◆ Activity
The records come next. Copy all of them exactly.

★ ★ ★ ★

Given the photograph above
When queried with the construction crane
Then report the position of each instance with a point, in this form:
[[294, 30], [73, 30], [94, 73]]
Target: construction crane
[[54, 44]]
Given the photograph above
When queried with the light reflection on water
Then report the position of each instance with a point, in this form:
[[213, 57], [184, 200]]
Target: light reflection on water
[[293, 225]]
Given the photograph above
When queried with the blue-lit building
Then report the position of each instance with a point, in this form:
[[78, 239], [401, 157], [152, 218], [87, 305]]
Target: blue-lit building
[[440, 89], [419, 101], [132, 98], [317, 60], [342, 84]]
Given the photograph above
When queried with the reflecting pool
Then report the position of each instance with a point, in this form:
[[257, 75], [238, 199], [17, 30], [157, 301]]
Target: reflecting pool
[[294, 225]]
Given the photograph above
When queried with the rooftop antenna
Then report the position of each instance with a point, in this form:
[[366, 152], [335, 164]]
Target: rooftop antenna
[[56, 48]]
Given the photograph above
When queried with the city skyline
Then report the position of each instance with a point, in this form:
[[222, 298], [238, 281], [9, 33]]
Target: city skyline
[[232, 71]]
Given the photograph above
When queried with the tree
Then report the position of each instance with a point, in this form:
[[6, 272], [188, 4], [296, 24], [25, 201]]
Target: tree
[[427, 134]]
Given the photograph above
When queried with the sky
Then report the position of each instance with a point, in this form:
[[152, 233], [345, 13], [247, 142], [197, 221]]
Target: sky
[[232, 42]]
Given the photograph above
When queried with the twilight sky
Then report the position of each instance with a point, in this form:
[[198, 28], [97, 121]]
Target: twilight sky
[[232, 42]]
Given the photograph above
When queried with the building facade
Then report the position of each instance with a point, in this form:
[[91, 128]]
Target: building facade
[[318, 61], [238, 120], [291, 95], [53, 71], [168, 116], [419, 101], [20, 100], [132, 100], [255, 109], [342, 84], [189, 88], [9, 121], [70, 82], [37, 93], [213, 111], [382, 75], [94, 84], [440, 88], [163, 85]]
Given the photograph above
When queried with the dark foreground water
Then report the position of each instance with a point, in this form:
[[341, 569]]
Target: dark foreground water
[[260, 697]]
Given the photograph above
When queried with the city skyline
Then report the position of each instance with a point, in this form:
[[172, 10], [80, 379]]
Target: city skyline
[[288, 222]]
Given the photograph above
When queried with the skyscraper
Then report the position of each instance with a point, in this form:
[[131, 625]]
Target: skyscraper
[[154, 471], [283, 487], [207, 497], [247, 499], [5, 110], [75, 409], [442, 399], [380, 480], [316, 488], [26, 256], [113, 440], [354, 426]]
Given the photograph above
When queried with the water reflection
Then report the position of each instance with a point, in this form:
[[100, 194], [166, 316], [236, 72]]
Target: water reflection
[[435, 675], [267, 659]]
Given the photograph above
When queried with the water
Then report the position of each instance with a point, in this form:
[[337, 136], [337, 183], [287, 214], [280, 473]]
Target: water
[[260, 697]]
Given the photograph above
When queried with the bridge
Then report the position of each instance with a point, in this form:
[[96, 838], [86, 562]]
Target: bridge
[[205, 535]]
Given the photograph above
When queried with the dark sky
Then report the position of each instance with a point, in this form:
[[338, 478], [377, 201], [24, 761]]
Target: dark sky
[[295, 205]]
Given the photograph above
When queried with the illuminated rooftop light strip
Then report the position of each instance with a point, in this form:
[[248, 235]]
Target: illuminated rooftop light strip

★ ★ ★ ★

◆ Output for this exercise
Given the photograph above
When queried with the construction crane
Then report the position of each instance with a point, in this form:
[[294, 30], [73, 30], [94, 73]]
Target: construction crane
[[54, 44]]
Given the photograph above
When queried with the light reflection on water
Then report the position of each instance with a point, in this form:
[[213, 57], [184, 200]]
Target: light reflection on water
[[293, 225]]
Given the photograph above
When queried with the blue-lit building
Then report the position of each instance with a point, in this form:
[[78, 239], [401, 157], [152, 218], [87, 305]]
Target: blue-lit building
[[440, 89], [419, 101], [132, 98], [317, 60], [342, 84]]
Given the photograph above
When queried with the reflecting pool
Then report the position of each instance with a point, in this form:
[[257, 75], [238, 199], [17, 30], [157, 301]]
Target: reflecting pool
[[294, 225]]
Given the photograph above
When queried with the rooftop antenna
Then report the position of each instance with a point, in this form:
[[366, 152], [335, 164]]
Target: rooftop antenna
[[56, 48]]
Given the photograph above
When queried with the city skyline
Then report the position of each instance with a point, in this form:
[[222, 298], [238, 281], [9, 33]]
Target: city skyline
[[232, 71]]
Given the photograph above
When queried with the tree
Then report the position of each instance with a point, in this form:
[[6, 272], [188, 4], [296, 24], [25, 201]]
Target: tree
[[427, 134]]
Given the photograph above
When queried with the sky
Then report the position of each instance with a point, in this form:
[[152, 233], [345, 13], [247, 142], [197, 221]]
Target: sky
[[232, 42]]
Given the photograph above
When queried with the twilight sky
Then report the position of each instance with a point, in this form:
[[198, 28], [97, 121]]
Target: twilight sky
[[232, 42]]
Given the photograph above
When queried with the building facade
Then report the position of each instance with a point, in this form:
[[91, 128]]
Target: building facade
[[318, 61], [238, 120], [291, 95], [53, 71], [168, 116], [419, 101], [20, 100], [132, 100], [255, 109], [342, 84], [189, 88], [9, 121], [70, 82], [37, 93], [213, 111], [382, 75], [94, 84], [440, 88], [163, 85]]
Given the photograph above
When queried with the dark foreground water
Then report the position of each instance with a point, in this form:
[[341, 569]]
Target: dark foreground water
[[260, 697]]
Given the photograph above
When queried with the city skyline
Then report the position of each instance with a point, in this form:
[[172, 10], [80, 379]]
Target: city skyline
[[288, 222]]
Given the photograph above
When queried with the skyscraper
Then report the position of each instance with a point, in this form:
[[131, 625]]
Target: skyscraper
[[154, 471], [283, 487], [207, 497], [247, 499], [5, 110], [75, 409], [442, 399], [380, 480], [316, 488], [26, 256], [113, 440], [354, 426]]
Given the photograph above
When queried with the water reflection
Then report the position of each instance with a point, in this form:
[[100, 194], [166, 316], [236, 72]]
Target: water reflection
[[435, 675], [267, 659]]
Given the photograph above
When queried with the water
Then report the position of each instance with a point, in this form:
[[337, 136], [337, 183], [287, 214], [280, 473]]
Target: water
[[260, 697]]
Given the photograph above
When queried with the bridge
Then report the position of each instance with a point, in this form:
[[96, 838], [86, 562]]
Target: bridge
[[205, 535]]
Given the photograph above
When queried with the dark sky
Then report the position of each instance with a point, in this form:
[[338, 478], [377, 201], [24, 761]]
Target: dark sky
[[295, 205]]
Given the photograph above
When queried with the illuminated rooftop light strip
Then report the position of each instance with a point, in this form:
[[248, 235]]
Target: illuminated rooftop light strip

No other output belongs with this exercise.